→ Фрагмент текста:
■ ■ ■ ■
“Бог был во Христе, примиряя с Собою мир”. Учение об искуплении вовсе не сводится к своему супранатуралистическому варианту, изложенному в виду крайне идеологизированной и достаточно сомнительной сделки между сторонами, именуемыми “Бог” и “человек”, которые надо как-то свести вместе, для чего, по словам Ансельма[162], Бог и сделался человеком. Во всяком случае, весьма многое в этой мифологической драме представляется искажением того, о чём говорит Новый Завет, — достаточно вспомнить о выкупе, уплаченном диаволу, или об идее, что Отец наказал Сына вместо нас. Но если бы она и была вполне христианской по содержанию, то всё же весь этот сюжет о сверхъестественном Существе, спускающемся с небес, чтобы “спасти” человечество от греха (наподобие человека, сунувшего палец в стакан с водой, чтобы выручить из беды барахтающееся насекомое), неизбежно представляется неправдоподобным современному “совершеннолетнему” человеку, который больше не может верить в такого deus ex machina. Однако люди церкви упрямо продолжают объяснять Искупление в подобных выражениях, изображая его в виде соглашения двух персонифицированных сторон: “Отношения между Богом и человеком были нарушены первородным грехом. Человек не мог собственными усилиями вытащить себя из бездны греха, поэтому вся надежда оставалась на Бога. Однако это мы отпали от Бога, а потому сами должны были поправить положение. Дело казалось безнадежным. Но Бог нашел выход из положения. Во Христе Он Сам стал человеком и уже как человек примирил нас с Собой”.
Несомненно, что это построение представляет выражение или проекцию подлинных и глубоко укорененных реальностей экзистенциальной ситуации, но как миф его и не надо отбрасывать. А вот если рассматривать его в качестве объективного описания некогда заключенной где-то вне нас сделки, то мало кто сможет сегодня отнестись к этому всерьез. Даже в рождественский миф и та легче поверить. Контраст в восприятии этих мифологических конструкций поучителен. Большинству людей на самом деле хотелось бы верить в рождественское повествование; они просто сомневаются, может ли оно оставаться правдой для сегодняшнего мира, который стал старше на две тысячи лет. Но когда речь идет об Искуплении, они спрашивают с оттенком раздражения: да как же может подействовать на меня сегодня что-то происшедшее на кресте две тысячи лет назад? “Полное, совершенное и достаточное жертвоприношение и удовлетворение за грехи всего мира”, совершенное на Голгофе согласно приведенному выше описанию в духе метафизического opus operatum[163], для большинства современных людей нуждается в демифологизации даже больше, чем Воскресение. В этом пункте супранатуралистическая схема представляется наиболее неубедительной. Однако натуралистические воззрения, даже в своей либерально-теологической форме, оказались наиболее поверхностными и дискредитированными именно в своей оценке мирового зла и способов, как его исправить. Поэтому существует настоятельная необходимость преодолеть ограниченность обоих этих подходов и найти третий.
■ ■ ■ ■
→ Данные упражнения:
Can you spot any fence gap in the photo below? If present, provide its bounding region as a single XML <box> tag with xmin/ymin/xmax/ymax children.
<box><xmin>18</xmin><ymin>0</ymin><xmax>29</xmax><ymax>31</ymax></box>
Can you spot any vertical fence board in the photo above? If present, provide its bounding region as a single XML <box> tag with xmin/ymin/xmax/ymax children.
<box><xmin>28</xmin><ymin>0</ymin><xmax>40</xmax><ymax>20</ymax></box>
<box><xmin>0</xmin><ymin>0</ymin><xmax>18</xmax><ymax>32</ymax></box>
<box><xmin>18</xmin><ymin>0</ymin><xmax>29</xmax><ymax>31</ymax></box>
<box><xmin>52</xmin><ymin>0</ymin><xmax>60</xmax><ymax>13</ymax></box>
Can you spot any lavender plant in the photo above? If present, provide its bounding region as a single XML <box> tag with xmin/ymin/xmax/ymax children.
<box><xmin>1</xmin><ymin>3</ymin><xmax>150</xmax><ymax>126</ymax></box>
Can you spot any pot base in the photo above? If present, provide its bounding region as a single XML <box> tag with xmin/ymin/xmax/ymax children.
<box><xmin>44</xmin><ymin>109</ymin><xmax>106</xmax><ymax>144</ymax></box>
■ ■ ■ ■
→ Что требуется:
(1) С кем в тексте об Искуплении сравнивается сверхъестественное Существо, спускающееся с небес, чтобы «спасти» человечество от греха?
(2) Продолжите текст об Искуплении, начав сразу после его последнего предложения.

→ Ответы к заданиям:
(1) С человеком, сунувшим палец в стакан с водой, чтобы выручить из беды барахтающееся насекомое.

(2)
В поисках третьего подхода стоит снова обратиться к описанию нашего человеческого существования у Тиллиха, потому что, как мне кажется, его слова понятны всем, даже тем, кто не разделяет никаких религиозных чувств или представлений о “потустороннем” Боге, которого можно призвать на помощь.
“Главная характеристика всей нашей жизни — отчужденность, отчужденность от других и от самих себя. Мы отчуждены от Основы нашего бытия, от источника и цели нашей жизни. И мы не знаем, откуда мы пришли и куда идем. Мы отделились от тайны, глубины и величия нашего существования. Мы слышим голос этой глубины; но уши наши заложены. Мы чувствуем некий радикальный, всеобъемлющий и безусловный зов, обращенный к нам; но мы восстаем против него, пытаемся убежать от его неотступности и не хотим принимать заключенного в нём обещания. Убежать нам, однако, некуда. Ибо если этот зов исходит из Основы нашего бытия, то мы связаны с ним навечно, как и с самими собою и со всей жизнью. Мы никуда не денемся от притяжения всего того, от чего мы отчуждены. Это приводит нас к познанию предельной глубины греха: разделенные и все же привязанные, отчужденные и все же принадлежащие, погибающие и все же сохраняемые, мы находимся в состоянии, которое называется отчаянием. Отчаяние означает безысходность. Отчаяние — это “болезнь к смерти”. Но болезнь отчаяния страшнее всего тем, что от нее нет лекарства, даже самоубийство здесь бессильно. Ибо мы знаем, что с Основой нашего бытия мы связаны навечно и неразрывно. Разделяющая нас пропасть не всегда заметна. Но для нашего поколения она более очевидна, чем для предыдущих. Наше чувство бессмысленности, опустошенности, сомнения и цинизма — всё это выражения отчаяния, нашей отчужденности от корней и от смысла нашей жизни. Грех в его глубочайшем смысле, грех как отчаяние господствует среди нас”[164] .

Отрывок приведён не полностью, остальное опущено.